— TASK INSTRUCTIONS —
Say whether each of these statements agrees with the passage on prickly heat, answering yes or no and quoting the passage's deciding words: 1. The rash is seldom found on the hands or face. 2. Plastering mooltanie mittee over the skin gives lasting relief. 3. People who indulge most in the good things of life suffer least from the rash.

— EXTRACT TO READ —
I propose giving in another letter the remarks I was led to make on Kannoge during my pleasant sojourn in that retired situation, as it possesses many singular antiquities and contains the ashes of many holy Mussulmaun saints. The Mussulmauns, I may here observe, reverence the memory of the good and the pious of all persuasions, but more particularly those of their own faith. I have sketches of the lives and actions of many of their sainted characters, received through the medium of my husband and his most amiable father, that are both amusing and instructive; and notwithstanding their particular faith be not in accordance with our own, it is only an act of justice to admit, that they were men who lived in the fear of God, and obeyed his commandments according to the instruction they had received; and which, I hope, may prove agreeable to my readers when they come to those pages I have set apart for such articles.
My catalogue of the trying circumstances attached to the comforts which are to be met with in India are nearly brought to a close; but I must not omit mentioning one ‘blessing in disguise’ which occurs annually, and which affects Natives and Europeans indiscriminately, during the hot winds and the rainy season: the name of this common visitor is, by Europeans, called ‘the prickly heat’; by Natives it is denominated ’Gurhum dahnie’[13] (warm rash). It is a painful irritating rash, often spreading over the whole body, mostly prevailing, however, wherever the clothes screen the body from the power of the air; we rarely find it on the hands or face. I suppose it to be induced by excessive perspiration, more particularly as those persons who are deficient in this freedom of the pores, so essential to healthiness, are not liable to be distressed by the rash; but then they suffer more severely in their constitution by many other painful attacks of fever, &c. So greatly is this rash esteemed the harbinger of good health, that they say in India, ’the person so afflicted has received his life-lease for the year’; and wherever it does not make its appearance, a sort of apprehension is entertained of some latent illness.
Children suffer exceedingly from the irritation, which to scratch is dangerous. In Native nurseries I have seen applications used of pounded sandal-wood, camphor, and rose-water; with the peasantry a cooling earth, called mooltanie mittee,[14] similar to our fuller’s-earth, is moistened with water and plastered over the back and stomach, or wherever the rash mostly prevails; all this is but a temporary relief, for as soon as it is dry, the irritation and burning are as bad as ever.
The best remedy I have met with, beyond patient endurance of the evil, is bathing in rain-water, which soothes the violent sensations, and eventually cools the body. Those people who indulge most in the good things of this life are the greatest sufferers by this annual attack. The benefits attending temperance are sure to bring an ample reward to the possessors of that virtue under all circumstances, but in India more particularly; I have invariably observed the most abstemious people are the least subject to attacks from the prevailing complaints of the country, whether fever or cholera, and when attacked the most likely subjects to recover from those alarming disorders.

— EXTRACTED INFORMATION —
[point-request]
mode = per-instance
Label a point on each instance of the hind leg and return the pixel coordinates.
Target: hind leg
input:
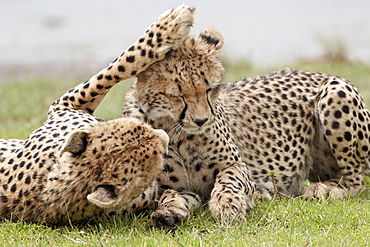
(344, 124)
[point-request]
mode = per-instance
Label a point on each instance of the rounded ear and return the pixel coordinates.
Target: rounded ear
(76, 143)
(162, 135)
(212, 36)
(103, 197)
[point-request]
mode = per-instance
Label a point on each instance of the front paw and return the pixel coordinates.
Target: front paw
(230, 206)
(323, 190)
(164, 218)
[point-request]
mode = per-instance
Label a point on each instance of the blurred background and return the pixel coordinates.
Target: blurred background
(78, 37)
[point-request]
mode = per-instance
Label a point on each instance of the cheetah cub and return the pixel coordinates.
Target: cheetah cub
(76, 165)
(231, 143)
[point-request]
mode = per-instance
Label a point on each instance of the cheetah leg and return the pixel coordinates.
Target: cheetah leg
(344, 119)
(174, 208)
(232, 195)
(167, 31)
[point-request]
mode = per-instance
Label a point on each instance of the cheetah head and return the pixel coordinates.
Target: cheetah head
(117, 160)
(180, 91)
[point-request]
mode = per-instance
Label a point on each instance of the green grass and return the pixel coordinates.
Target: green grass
(281, 222)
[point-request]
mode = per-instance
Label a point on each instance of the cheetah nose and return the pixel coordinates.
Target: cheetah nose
(109, 189)
(200, 122)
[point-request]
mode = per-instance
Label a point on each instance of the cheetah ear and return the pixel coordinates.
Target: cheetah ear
(212, 36)
(162, 135)
(76, 143)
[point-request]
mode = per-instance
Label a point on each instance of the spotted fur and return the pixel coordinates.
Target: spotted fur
(76, 165)
(246, 140)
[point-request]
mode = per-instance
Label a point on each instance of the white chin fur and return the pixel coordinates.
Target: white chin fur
(196, 131)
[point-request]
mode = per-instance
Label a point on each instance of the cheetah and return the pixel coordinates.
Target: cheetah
(76, 166)
(233, 143)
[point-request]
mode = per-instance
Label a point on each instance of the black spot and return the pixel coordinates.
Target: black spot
(121, 68)
(348, 136)
(335, 125)
(341, 94)
(338, 114)
(13, 188)
(198, 166)
(131, 48)
(130, 59)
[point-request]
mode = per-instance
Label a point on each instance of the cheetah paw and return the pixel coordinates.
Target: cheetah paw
(164, 218)
(229, 207)
(322, 191)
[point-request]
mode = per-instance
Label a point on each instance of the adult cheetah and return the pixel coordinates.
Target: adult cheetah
(76, 165)
(235, 142)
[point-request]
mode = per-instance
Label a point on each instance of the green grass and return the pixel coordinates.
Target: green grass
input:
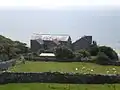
(37, 86)
(65, 67)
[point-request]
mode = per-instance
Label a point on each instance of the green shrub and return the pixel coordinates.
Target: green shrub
(64, 52)
(109, 52)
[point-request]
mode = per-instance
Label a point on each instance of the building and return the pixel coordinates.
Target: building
(49, 41)
(82, 43)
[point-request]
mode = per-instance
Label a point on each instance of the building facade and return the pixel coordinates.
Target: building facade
(82, 43)
(49, 42)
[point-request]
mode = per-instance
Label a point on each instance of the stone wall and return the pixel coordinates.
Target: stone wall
(56, 77)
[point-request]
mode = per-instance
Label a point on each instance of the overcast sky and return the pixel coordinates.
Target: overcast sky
(19, 19)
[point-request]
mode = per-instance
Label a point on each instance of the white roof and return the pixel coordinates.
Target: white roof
(47, 54)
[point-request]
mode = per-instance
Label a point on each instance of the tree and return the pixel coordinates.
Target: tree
(94, 49)
(64, 52)
(109, 52)
(84, 53)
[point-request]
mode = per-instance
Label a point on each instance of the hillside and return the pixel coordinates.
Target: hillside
(10, 48)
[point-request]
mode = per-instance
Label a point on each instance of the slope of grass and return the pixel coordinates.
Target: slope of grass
(36, 86)
(65, 67)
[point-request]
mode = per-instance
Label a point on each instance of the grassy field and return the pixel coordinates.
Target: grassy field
(65, 67)
(37, 86)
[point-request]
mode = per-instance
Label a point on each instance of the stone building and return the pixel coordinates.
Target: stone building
(49, 41)
(82, 43)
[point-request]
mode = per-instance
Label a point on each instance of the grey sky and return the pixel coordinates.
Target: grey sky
(103, 25)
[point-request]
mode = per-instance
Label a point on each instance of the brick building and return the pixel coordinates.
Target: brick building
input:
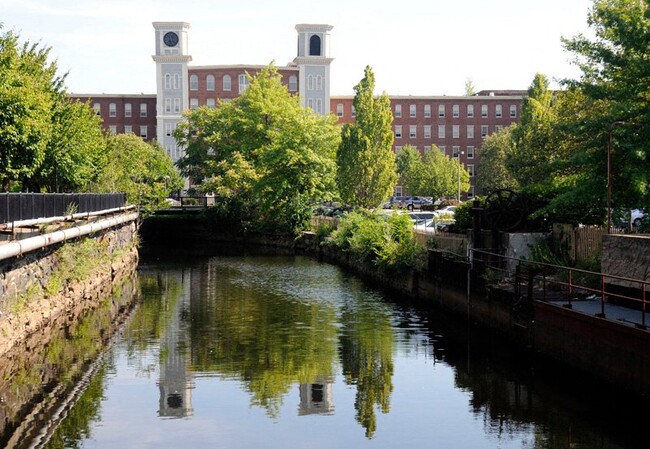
(456, 125)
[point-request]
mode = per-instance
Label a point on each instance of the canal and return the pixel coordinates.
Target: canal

— EXERCISE RESULT —
1. Yes: "we rarely find it on the hands or face."
2. No: "all this is but a temporary relief, for as soon as it is dry, the irritation and burning are as bad as ever."
3. No: "Those people who indulge most in the good things of this life are the greatest sufferers by this annual attack."